Page extract below:
- get_standard_mask(chain_type: str, region: str = 'framework_1')
Returns a mask for ALL positions EXCEPT a specified IMGT- defined region. You can then use this mask as input to score_seqs to see what the score would be if only that region were included.
- Parameters:
chain_type (str) – One of “H”, “L”.
region (str) – One of ‘framework_1’, ‘framework_2’, ‘framework_3’, ‘framework_4’, ‘cdr_1’, ‘cdr_2’, ‘cdr_3’, ‘cdr_4’. This function will construct a mask that excludes all other regions.
- Returns:
mask (list) – A list of excluded imgt positions that can be passed to one of the scoring functions.
- Raises:
ValueError – A ValueError is raised if unexpected inputs are supplied.
- get_standard_positions(chain_type)
Returns a list of the standard positions used by SAM when scoring a sequence. IMGT numbered positions outside this set are ignored when assigning a score. If you want to use a generic mask for an IMGT- defined region, call get_standard_mask. If you want to create a custom mask for everything except a specific region of interest, use this function to get a list of all positions.
- retrieve_cluster(cluster_id, chain_type)
A convenience function to get the per-position probabilities associated with a particular cluster.
- Parameters:
cluster_id (int) – The id number of the cluster to retrieve. Can be generated by calling self.get_closest_clusters or self.batch_score_seqs with mode = “assign”.
chain_type (str) – One of “H”, “L”.
- Returns:
mu_mix (np.ndarray) – An array of shape (1, sequence_length, 21), where 21 is the number of possible AAs. The clusters are sorted in order from most to least likely given the input sequence.
End of Page extract.
Provided information below:
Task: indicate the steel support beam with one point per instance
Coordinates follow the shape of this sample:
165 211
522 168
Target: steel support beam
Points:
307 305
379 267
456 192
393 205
End of Provided information.
**What the exercise asks:**
Write out the entire function documentation above again, word for word.

**Exercise answer:**
- get_standard_mask(chain_type: str, region: str = 'framework_1')
Returns a mask for ALL positions EXCEPT a specified IMGT- defined region. You can then use this mask as input to score_seqs to see what the score would be if only that region were included.
- Parameters:
chain_type (str) – One of “H”, “L”.
region (str) – One of ‘framework_1’, ‘framework_2’, ‘framework_3’, ‘framework_4’, ‘cdr_1’, ‘cdr_2’, ‘cdr_3’, ‘cdr_4’. This function will construct a mask that excludes all other regions.
- Returns:
mask (list) – A list of excluded imgt positions that can be passed to one of the scoring functions.
- Raises:
ValueError – A ValueError is raised if unexpected inputs are supplied.
- get_standard_positions(chain_type)
Returns a list of the standard positions used by SAM when scoring a sequence. IMGT numbered positions outside this set are ignored when assigning a score. If you want to use a generic mask for an IMGT- defined region, call get_standard_mask. If you want to create a custom mask for everything except a specific region of interest, use this function to get a list of all positions.
- retrieve_cluster(cluster_id, chain_type)
A convenience function to get the per-position probabilities associated with a particular cluster.
- Parameters:
cluster_id (int) – The id number of the cluster to retrieve. Can be generated by calling self.get_closest_clusters or self.batch_score_seqs with mode = “assign”.
chain_type (str) – One of “H”, “L”.
- Returns:
mu_mix (np.ndarray) – An array of shape (1, sequence_length, 21), where 21 is the number of possible AAs. The clusters are sorted in order from most to least likely given the input sequence.